---- Page text
The fact that Australian non-government schools charge fees is not reason that government funding is adjusted according to parents’ capacity to pay. If fees were the reason, government funding would be adjusted according to the level of the fees. The Gonski panel explicitly rejected using fees as a criterion for government funding:
“The panel considers that basing public funding on the level of private resources a school is likely to be capable of raising for itself is preferable to relying on the private income that it actually receives. As argued in Chapter 2.3, linking public funding directly to a non-government school’s private income, expenditure or assets would be inherently complex and difficult to implement equitably given that different schools finance their recurrent and capital needs in very different ways. It would also accentuate disincentives for parents to invest in their children’s education.” (p177, Gonski report)

I hope to have two more articles published and will deal with equity in them.

Chris Curtis | 05 December 2023  

Good to see you back, Rose; and Chris has yet to answer your question.

As a young man I bumped into Sir Zelman Cowan. The occasion was a conference commemorating the historic event that dramatically changed the landscape of Australian School Funding. The job had been handed by Whitlam to Peter Karmel, a close friend of Sir Zelman's.
--------
---- Data for analysis
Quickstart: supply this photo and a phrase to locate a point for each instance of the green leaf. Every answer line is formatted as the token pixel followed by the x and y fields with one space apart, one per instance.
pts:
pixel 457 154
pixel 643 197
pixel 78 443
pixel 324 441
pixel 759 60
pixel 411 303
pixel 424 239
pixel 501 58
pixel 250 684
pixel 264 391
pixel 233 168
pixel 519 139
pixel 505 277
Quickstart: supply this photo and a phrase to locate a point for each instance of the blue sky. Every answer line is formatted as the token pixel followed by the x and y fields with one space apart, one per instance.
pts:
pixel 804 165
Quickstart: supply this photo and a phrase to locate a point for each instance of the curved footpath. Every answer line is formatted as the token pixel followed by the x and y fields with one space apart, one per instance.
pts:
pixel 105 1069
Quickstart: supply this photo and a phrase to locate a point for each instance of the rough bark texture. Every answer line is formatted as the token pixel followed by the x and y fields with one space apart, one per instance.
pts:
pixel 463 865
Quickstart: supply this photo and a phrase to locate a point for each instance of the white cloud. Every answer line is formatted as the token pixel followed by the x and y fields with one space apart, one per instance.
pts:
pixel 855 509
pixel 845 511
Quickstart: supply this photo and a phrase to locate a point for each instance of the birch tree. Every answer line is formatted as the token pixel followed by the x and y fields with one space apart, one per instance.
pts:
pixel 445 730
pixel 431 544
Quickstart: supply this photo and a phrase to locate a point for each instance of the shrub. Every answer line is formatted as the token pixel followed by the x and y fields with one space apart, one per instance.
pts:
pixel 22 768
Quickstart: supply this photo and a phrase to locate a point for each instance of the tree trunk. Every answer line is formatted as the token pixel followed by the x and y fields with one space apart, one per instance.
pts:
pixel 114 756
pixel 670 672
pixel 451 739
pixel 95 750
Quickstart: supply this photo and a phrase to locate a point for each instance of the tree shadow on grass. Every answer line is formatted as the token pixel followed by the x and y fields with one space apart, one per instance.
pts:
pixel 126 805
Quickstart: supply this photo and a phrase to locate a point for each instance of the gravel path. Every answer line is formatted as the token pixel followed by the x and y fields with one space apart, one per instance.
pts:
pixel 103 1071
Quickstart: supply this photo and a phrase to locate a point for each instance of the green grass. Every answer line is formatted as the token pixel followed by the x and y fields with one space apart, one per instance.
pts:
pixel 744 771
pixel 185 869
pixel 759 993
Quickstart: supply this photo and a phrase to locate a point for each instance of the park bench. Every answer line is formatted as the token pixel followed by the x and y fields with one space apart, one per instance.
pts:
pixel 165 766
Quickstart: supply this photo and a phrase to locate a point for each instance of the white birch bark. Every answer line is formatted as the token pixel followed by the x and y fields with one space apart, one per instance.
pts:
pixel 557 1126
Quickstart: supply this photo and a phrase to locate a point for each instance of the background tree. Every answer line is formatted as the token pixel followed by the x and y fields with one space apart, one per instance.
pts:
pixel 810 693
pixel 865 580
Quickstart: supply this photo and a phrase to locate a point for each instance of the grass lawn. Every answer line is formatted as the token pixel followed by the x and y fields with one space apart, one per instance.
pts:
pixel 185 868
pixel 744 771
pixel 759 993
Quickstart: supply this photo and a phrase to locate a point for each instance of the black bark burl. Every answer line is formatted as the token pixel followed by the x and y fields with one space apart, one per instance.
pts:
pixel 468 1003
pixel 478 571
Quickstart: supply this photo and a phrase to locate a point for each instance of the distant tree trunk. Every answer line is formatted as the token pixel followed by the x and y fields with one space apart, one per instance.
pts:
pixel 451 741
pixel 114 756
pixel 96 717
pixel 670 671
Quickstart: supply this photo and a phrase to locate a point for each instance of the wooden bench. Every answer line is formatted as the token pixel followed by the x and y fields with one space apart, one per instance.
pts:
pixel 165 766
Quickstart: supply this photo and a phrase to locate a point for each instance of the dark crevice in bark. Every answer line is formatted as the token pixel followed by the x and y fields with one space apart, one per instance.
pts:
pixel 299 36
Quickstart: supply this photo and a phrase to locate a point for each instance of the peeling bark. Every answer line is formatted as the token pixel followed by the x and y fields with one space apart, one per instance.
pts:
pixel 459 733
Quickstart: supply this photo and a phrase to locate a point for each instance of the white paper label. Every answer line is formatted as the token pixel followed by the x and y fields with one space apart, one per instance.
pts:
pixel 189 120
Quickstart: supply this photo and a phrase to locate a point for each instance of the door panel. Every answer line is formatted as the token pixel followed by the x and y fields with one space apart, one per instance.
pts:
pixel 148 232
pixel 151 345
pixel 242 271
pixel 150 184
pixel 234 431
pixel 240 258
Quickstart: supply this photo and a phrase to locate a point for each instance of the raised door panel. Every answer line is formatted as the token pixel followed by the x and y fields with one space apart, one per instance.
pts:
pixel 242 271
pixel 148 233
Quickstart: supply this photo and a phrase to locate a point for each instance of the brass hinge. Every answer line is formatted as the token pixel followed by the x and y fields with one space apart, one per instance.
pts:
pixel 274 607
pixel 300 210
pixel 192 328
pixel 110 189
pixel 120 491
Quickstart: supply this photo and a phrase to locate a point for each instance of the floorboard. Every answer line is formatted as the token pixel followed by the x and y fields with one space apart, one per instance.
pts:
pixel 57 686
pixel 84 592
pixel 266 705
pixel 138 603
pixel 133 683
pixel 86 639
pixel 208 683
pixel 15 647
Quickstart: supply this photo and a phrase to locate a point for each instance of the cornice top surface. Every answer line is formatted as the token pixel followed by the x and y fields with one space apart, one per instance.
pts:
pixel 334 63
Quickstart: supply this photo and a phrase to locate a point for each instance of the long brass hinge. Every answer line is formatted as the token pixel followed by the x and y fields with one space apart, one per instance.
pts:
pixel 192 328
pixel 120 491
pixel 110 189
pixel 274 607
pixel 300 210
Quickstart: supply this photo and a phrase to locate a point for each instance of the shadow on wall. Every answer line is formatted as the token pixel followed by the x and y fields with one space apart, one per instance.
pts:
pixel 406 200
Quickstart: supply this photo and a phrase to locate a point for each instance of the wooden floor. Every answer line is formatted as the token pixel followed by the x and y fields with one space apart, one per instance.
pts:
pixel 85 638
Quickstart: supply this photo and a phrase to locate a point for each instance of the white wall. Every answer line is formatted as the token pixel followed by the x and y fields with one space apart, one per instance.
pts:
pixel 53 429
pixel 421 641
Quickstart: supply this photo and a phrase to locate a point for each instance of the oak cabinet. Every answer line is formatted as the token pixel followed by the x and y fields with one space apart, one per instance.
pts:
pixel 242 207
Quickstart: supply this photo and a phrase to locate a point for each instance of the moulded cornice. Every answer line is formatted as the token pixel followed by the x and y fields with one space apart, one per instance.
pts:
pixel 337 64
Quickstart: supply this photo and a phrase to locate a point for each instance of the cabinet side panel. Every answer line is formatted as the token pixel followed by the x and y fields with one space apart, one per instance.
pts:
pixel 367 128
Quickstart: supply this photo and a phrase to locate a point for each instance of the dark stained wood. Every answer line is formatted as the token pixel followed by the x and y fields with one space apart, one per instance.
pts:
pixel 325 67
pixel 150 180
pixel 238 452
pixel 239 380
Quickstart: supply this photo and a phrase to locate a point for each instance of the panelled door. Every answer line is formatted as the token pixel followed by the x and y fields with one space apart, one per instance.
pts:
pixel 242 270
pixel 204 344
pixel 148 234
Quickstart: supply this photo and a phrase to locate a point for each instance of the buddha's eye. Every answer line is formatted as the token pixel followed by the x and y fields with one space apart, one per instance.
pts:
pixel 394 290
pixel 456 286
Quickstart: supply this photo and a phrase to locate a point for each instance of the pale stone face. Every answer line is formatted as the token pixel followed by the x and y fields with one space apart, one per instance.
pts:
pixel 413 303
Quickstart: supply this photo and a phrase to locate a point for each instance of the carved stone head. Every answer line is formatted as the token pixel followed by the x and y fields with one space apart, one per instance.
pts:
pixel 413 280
--------
---- Data for analysis
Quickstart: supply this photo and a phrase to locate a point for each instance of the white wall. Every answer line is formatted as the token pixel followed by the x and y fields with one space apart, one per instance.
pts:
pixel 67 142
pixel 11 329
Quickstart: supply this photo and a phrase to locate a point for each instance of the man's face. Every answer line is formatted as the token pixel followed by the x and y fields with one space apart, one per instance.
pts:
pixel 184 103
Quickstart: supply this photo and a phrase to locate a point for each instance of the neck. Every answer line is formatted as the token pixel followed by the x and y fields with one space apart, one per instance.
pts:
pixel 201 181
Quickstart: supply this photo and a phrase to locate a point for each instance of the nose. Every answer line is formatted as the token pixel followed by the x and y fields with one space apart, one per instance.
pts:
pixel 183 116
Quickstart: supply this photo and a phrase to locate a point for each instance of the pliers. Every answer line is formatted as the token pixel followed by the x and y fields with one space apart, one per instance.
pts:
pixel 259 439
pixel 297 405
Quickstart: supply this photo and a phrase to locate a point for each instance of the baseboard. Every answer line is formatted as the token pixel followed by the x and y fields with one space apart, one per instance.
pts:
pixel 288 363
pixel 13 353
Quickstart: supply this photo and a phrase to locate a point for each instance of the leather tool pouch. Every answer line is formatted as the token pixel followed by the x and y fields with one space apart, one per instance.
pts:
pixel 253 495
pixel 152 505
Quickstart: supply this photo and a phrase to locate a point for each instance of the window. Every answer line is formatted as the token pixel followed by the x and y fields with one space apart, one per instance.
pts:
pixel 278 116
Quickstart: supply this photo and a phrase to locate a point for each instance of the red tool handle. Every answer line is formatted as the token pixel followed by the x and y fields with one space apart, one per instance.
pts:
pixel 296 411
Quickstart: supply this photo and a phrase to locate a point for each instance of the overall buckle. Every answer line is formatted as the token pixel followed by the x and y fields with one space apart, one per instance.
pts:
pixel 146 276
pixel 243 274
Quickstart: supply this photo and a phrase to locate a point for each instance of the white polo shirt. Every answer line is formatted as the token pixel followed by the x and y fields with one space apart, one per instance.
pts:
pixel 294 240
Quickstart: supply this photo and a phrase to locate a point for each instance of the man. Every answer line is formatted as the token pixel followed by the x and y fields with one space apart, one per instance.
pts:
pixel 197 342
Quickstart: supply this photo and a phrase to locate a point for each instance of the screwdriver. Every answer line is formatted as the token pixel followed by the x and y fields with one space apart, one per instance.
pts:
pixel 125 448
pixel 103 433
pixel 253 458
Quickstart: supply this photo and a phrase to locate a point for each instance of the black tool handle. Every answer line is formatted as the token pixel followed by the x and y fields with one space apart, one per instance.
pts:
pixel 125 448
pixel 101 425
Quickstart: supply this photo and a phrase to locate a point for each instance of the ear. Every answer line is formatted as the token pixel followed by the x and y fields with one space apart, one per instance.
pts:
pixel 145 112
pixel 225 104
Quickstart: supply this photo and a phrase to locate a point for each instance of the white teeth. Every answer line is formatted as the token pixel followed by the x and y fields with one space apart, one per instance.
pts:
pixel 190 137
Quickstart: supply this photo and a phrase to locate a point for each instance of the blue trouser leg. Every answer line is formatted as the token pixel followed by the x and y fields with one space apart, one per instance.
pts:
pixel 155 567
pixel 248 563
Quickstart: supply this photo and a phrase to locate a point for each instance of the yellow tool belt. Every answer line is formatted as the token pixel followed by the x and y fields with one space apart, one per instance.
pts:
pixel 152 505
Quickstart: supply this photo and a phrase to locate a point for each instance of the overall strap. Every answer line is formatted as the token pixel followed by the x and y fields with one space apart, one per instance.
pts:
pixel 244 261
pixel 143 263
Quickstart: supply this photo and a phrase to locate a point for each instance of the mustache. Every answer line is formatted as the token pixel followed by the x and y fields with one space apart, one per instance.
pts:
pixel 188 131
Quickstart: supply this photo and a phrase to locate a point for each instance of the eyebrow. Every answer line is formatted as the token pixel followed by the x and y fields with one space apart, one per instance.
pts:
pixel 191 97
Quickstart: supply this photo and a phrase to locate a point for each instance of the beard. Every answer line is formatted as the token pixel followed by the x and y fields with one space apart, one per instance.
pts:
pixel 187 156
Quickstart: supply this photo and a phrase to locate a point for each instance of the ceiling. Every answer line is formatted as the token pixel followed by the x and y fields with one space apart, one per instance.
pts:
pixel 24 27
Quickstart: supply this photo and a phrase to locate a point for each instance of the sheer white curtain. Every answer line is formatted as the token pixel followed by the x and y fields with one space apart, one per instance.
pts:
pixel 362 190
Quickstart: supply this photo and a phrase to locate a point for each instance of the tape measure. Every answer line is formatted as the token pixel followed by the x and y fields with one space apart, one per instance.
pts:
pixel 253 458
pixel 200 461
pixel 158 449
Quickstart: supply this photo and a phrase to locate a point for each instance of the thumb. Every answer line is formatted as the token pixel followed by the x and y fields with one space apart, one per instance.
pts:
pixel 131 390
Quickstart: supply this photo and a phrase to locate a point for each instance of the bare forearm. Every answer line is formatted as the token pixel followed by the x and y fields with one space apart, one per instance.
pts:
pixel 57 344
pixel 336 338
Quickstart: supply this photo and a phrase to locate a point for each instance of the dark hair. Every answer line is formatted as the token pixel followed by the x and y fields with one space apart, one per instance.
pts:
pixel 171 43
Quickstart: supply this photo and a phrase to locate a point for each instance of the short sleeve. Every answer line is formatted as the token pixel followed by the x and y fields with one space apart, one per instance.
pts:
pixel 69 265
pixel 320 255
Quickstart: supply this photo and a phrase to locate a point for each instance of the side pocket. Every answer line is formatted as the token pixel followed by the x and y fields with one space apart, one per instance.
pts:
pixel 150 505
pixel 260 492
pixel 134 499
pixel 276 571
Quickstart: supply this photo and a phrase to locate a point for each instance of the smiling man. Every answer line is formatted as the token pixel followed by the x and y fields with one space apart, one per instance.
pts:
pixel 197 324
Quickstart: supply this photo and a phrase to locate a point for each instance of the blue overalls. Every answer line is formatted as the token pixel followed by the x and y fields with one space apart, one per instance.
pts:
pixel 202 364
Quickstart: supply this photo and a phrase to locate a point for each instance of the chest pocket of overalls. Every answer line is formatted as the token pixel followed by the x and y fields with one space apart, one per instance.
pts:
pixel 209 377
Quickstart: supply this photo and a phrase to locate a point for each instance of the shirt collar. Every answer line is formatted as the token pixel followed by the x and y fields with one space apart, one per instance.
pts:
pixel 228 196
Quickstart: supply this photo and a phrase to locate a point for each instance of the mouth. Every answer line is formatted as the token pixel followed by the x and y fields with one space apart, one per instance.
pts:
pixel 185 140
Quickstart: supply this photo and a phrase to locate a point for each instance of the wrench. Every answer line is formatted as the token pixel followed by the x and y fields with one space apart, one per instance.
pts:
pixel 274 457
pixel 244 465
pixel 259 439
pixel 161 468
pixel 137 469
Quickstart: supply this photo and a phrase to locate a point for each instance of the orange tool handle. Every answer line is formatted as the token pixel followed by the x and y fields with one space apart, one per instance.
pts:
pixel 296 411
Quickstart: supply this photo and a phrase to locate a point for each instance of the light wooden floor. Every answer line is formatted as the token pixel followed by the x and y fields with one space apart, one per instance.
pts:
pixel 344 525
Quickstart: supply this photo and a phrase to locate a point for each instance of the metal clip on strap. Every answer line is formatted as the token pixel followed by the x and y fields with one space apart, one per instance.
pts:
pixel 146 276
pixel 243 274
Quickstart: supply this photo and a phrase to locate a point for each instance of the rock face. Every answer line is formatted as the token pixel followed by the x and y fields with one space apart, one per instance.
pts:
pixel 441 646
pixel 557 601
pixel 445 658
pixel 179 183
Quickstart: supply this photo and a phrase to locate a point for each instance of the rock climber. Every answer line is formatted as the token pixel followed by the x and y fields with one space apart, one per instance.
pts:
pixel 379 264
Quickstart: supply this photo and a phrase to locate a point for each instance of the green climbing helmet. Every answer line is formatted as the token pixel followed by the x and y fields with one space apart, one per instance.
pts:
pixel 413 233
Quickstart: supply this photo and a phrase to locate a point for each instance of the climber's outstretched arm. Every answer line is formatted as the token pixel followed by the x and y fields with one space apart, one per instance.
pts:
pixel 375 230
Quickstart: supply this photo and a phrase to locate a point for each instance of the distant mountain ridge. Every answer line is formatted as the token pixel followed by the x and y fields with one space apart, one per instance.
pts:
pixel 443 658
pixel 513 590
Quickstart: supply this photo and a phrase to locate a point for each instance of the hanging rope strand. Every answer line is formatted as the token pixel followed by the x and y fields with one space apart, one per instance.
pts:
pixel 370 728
--------
> [Work task 1]
In the school funding text, what did the Gonski panel explicitly reject using as a criterion for government funding?
> [Work task 2]
Return the part of the school funding text starting with "I hope to have" and going on through "answer your question.".
> [Work task 3]
Please carry the school funding text forward from its last sentence.
You won't need the entries to complete this work.

> [Exercise output 1]
The fees that non-government schools charge.

> [Exercise output 2]
I hope to have two more articles published and will deal with equity in them.

Chris Curtis | 05 December 2023  

Good to see you back, Rose; and Chris has yet to answer your question.

> [Exercise output 3]
Labor had been excluded from federal office because the DLP was so vituperatively committed to using its second preferences to punish Labor. A brilliant strategist, Whitlam engineered the ALP conference vote to ensure that Senator John Wheeldon had left the chamber.

Wheeldon, from the Labor Left, had been an ardent opponent of state-aid for religious schools (which constitutional provision had been employed to defund denominational schools).

The vote was carried in Whitlam's favour and the rest is history. Catholic schools could now be funded through Commonwealth provision. Wheeldon & his camp were outraged, but the tactical loss was to Labor's gain & finished off the DLP.

Sir Zelman reminded me that he was a Jew, who had experienced the Holocaust. 'Catholics surely remember the yoke of English oppression,' he reminded me.

Whitlam understood and was prepared to sacrifice equity for strategic victory.